Problem to work on
For the entries below, the result should be an exact transcription of the lines from the one with "Target: white lamp shade" up to and including the one with "Target: picture frame", and only those.

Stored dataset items
※ ※ ※
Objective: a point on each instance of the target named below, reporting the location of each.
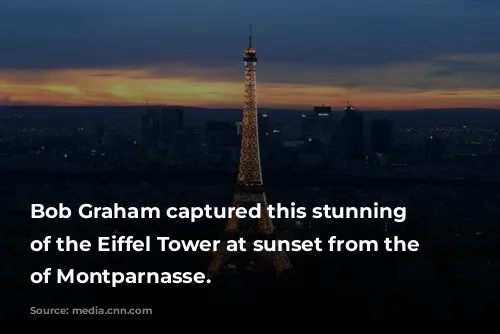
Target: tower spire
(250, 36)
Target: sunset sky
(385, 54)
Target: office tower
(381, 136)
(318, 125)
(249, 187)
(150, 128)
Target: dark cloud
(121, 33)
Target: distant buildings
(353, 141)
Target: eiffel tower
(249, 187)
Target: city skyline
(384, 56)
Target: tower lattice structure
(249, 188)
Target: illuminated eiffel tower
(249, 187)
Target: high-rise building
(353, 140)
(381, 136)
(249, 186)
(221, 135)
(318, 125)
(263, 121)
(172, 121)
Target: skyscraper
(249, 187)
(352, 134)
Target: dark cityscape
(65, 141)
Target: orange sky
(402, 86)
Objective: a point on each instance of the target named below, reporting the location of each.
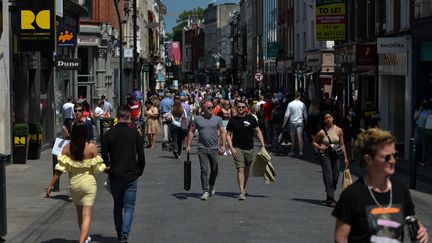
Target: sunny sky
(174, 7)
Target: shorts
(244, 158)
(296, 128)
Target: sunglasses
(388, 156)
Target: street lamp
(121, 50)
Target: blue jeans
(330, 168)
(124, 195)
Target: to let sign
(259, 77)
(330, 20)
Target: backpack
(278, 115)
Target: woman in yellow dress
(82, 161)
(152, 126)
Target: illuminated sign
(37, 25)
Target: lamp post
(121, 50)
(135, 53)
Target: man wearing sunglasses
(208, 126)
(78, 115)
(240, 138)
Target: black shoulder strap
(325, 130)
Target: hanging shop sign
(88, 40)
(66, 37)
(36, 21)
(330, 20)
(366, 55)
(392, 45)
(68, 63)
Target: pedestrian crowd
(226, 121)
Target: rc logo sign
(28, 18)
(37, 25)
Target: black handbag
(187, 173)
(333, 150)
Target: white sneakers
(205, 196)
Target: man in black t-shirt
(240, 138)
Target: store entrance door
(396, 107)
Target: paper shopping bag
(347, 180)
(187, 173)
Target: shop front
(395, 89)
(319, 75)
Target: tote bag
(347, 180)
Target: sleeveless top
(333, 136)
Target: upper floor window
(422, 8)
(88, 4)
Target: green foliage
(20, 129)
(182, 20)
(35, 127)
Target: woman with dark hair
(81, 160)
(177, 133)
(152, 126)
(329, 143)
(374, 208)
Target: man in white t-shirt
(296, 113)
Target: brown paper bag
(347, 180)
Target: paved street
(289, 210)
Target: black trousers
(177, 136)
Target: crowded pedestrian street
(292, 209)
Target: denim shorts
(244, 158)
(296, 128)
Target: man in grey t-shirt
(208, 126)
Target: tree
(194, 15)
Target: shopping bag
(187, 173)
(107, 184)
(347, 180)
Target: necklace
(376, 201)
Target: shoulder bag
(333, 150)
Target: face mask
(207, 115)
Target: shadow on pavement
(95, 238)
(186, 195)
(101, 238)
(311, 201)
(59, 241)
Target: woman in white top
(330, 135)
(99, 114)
※ ※ ※
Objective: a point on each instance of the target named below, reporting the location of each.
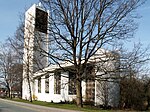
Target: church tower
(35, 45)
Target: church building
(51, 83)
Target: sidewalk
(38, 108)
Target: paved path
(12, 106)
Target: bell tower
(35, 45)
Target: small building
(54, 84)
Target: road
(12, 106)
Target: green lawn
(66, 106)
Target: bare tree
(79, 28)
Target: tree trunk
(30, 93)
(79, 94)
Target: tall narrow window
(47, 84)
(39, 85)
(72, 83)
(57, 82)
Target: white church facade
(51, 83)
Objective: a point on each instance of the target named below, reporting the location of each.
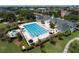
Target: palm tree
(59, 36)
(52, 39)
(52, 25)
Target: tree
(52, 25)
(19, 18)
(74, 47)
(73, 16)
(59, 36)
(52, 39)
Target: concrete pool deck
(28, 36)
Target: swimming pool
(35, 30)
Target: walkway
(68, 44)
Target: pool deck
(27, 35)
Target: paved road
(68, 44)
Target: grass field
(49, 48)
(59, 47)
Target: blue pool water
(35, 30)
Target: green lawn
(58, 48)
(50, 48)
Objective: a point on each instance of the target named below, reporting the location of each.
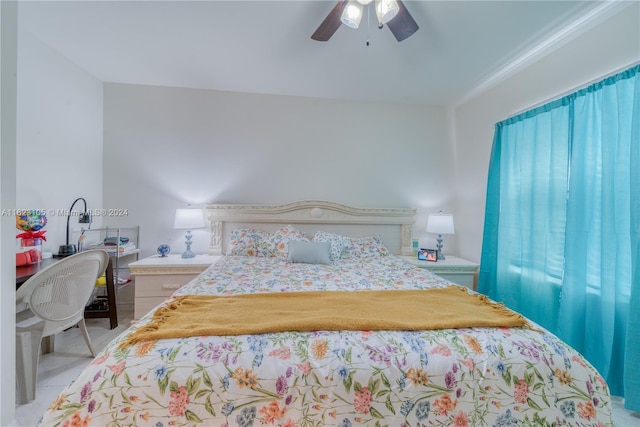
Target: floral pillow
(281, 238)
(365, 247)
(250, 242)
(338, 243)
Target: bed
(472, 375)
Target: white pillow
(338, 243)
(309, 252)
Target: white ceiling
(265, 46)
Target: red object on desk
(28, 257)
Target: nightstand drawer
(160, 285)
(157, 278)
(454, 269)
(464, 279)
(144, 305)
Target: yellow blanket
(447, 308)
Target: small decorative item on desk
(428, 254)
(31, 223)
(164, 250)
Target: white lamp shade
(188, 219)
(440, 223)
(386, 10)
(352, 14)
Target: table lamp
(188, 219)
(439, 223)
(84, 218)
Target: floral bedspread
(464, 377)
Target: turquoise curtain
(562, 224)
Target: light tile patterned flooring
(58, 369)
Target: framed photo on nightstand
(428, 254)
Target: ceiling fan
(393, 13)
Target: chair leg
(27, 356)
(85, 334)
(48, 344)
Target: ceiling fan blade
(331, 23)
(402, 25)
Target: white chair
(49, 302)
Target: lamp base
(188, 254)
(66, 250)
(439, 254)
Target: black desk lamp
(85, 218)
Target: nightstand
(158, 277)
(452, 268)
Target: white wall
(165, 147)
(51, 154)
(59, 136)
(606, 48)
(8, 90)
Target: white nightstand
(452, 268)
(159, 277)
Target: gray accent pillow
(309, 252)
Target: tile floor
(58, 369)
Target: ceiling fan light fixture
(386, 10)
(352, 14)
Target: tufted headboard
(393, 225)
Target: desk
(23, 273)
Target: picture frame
※ ※ ※
Solution for this exercise
Target: white lamp shade
(188, 219)
(440, 223)
(386, 10)
(352, 14)
Target: table lamp
(188, 219)
(439, 223)
(84, 218)
Target: floral bedspread
(464, 377)
Target: turquoise curtain
(562, 224)
Target: light tile patterned flooring
(58, 369)
Target: framed photo on nightstand
(428, 254)
Target: ceiling fan
(393, 13)
Target: chair leg
(27, 356)
(85, 334)
(48, 344)
Target: ceiling fan blade
(331, 23)
(402, 25)
Target: white chair
(49, 302)
Target: lamp base
(188, 254)
(66, 250)
(439, 254)
Target: black desk lamp
(85, 218)
Target: nightstand
(158, 277)
(452, 268)
Target: white wall
(165, 147)
(51, 154)
(59, 136)
(606, 48)
(8, 90)
Target: white nightstand
(452, 268)
(159, 277)
Target: gray accent pillow
(309, 252)
Target: tile floor
(58, 369)
Target: ceiling fan light fixture
(386, 10)
(352, 14)
Target: tufted headboard
(393, 225)
Target: desk
(23, 273)
Target: picture frame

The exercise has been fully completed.